Священник, несмотря на законченную семинарию, не является христианином, скорее манихеем. Поэтому у него нет христианских представлений – откуда берется зло; он говорит так, что вот появился род человеческий и сразу появилось зло.

А дальше говорит, что “идея Христа возникла из желания победить зло, а иначе зачем? Представь себе, победило добро, победил Христос, но тогда – зачем Он нужен? Надобность в Нём отпадает. Значит, это не есть нечто вечное, даже как идея, непреходящее, а есть временное средство, как диктатура пролетариата”.

В чём состоит эта страшная доктрина манихеев? Что зло и добро суть начала равнозначные и оба – безначальные; и это суть оба начальные стихии мира. Александр Введенский думал точно так же и думал так задолго до своего раскола; и если бы не революция, он так бы и умер уважаемым протоиереем, потому что протоиереем он стал законно и канонически.

Для попа из рассказа – добро и зло соперничают между собой (в смысле первичности) и у него получается, что первично зло. И как только появилось зло, так появилось желание бороться с ним – появилось добро. Значит, добро появилось только тогда, когда появилось зло. Другими словами, “есть зло – есть добро; нет зла – нет добра”.

Такой взгляд даже не зеркален истине, так как в зеркальном мире отражается реальность; а тут появляется дьявольская клевета. Нечто подобное излагал Софроний Сахаров (не от себя, а – “как некоторые считают”) Силуану Афонскому. (Софроний Сахаров прошел опыт индуизма). И в ответ услышал чёткий ответ Божьего человека – “это вражья наука, Дух Святой так не учит”.
.....
ЗАДАНИЕ: Отредактируйте часть текста о манихейских взглядах священника между словами «Священник, несмотря на» и «сразу появилось зло.» включительно и приведите её заново, заменив «Священник» на «Батюшка».

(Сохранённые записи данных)
.....
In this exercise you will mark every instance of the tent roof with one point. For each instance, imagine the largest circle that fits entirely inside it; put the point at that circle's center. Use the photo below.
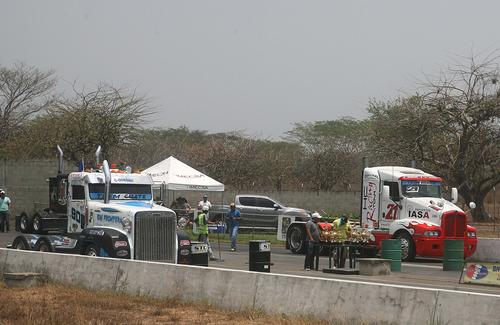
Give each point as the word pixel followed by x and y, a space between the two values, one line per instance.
pixel 178 176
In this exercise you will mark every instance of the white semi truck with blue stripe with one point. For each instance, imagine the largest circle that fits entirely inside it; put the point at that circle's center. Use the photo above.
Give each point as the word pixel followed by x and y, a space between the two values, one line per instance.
pixel 107 213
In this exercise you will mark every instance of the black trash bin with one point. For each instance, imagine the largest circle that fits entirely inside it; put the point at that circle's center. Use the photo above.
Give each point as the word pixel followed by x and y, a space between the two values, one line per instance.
pixel 259 255
pixel 199 254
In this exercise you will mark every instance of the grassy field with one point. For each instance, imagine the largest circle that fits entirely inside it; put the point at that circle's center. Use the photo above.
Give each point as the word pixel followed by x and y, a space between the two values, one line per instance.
pixel 58 304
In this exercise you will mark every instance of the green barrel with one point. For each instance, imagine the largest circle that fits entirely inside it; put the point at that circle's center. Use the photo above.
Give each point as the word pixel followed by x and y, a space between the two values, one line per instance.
pixel 453 259
pixel 391 249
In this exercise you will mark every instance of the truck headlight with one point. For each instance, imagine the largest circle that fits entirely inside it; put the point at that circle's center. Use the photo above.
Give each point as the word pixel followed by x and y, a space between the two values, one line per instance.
pixel 126 224
pixel 431 233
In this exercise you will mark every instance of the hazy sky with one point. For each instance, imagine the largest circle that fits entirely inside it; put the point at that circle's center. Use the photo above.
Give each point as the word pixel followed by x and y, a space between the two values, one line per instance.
pixel 257 66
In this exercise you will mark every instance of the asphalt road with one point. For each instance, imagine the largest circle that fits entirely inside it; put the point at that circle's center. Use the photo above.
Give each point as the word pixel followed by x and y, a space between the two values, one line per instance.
pixel 421 273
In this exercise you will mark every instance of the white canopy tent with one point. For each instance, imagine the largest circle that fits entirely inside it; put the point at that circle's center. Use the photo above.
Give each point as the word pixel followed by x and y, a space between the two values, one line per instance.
pixel 178 176
pixel 173 175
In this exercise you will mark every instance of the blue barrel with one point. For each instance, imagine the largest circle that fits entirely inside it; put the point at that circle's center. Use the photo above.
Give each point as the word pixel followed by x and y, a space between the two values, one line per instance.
pixel 391 249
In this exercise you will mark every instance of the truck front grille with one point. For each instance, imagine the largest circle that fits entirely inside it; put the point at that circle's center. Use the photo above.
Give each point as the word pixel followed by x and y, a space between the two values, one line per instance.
pixel 454 225
pixel 155 236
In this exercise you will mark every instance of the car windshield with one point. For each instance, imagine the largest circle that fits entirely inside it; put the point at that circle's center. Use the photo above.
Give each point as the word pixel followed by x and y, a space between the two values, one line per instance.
pixel 121 192
pixel 421 189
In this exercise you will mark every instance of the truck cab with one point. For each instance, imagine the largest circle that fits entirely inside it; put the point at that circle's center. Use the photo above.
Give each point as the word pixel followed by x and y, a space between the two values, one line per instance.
pixel 108 213
pixel 408 204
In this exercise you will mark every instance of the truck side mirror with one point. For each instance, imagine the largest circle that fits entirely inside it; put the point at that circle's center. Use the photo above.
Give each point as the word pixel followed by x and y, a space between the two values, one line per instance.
pixel 454 195
pixel 385 191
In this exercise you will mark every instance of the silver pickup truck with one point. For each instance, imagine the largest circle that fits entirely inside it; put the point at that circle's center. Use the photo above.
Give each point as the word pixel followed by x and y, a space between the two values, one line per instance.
pixel 258 212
.....
ВЫПОЛНЕННОЕ ЗАДАНИЕ:
Батюшка, несмотря на законченную семинарию, не является христианином, скорее манихеем. Поэтому у него нет христианских представлений – откуда берется зло; он говорит так, что вот появился род человеческий и сразу появилось зло.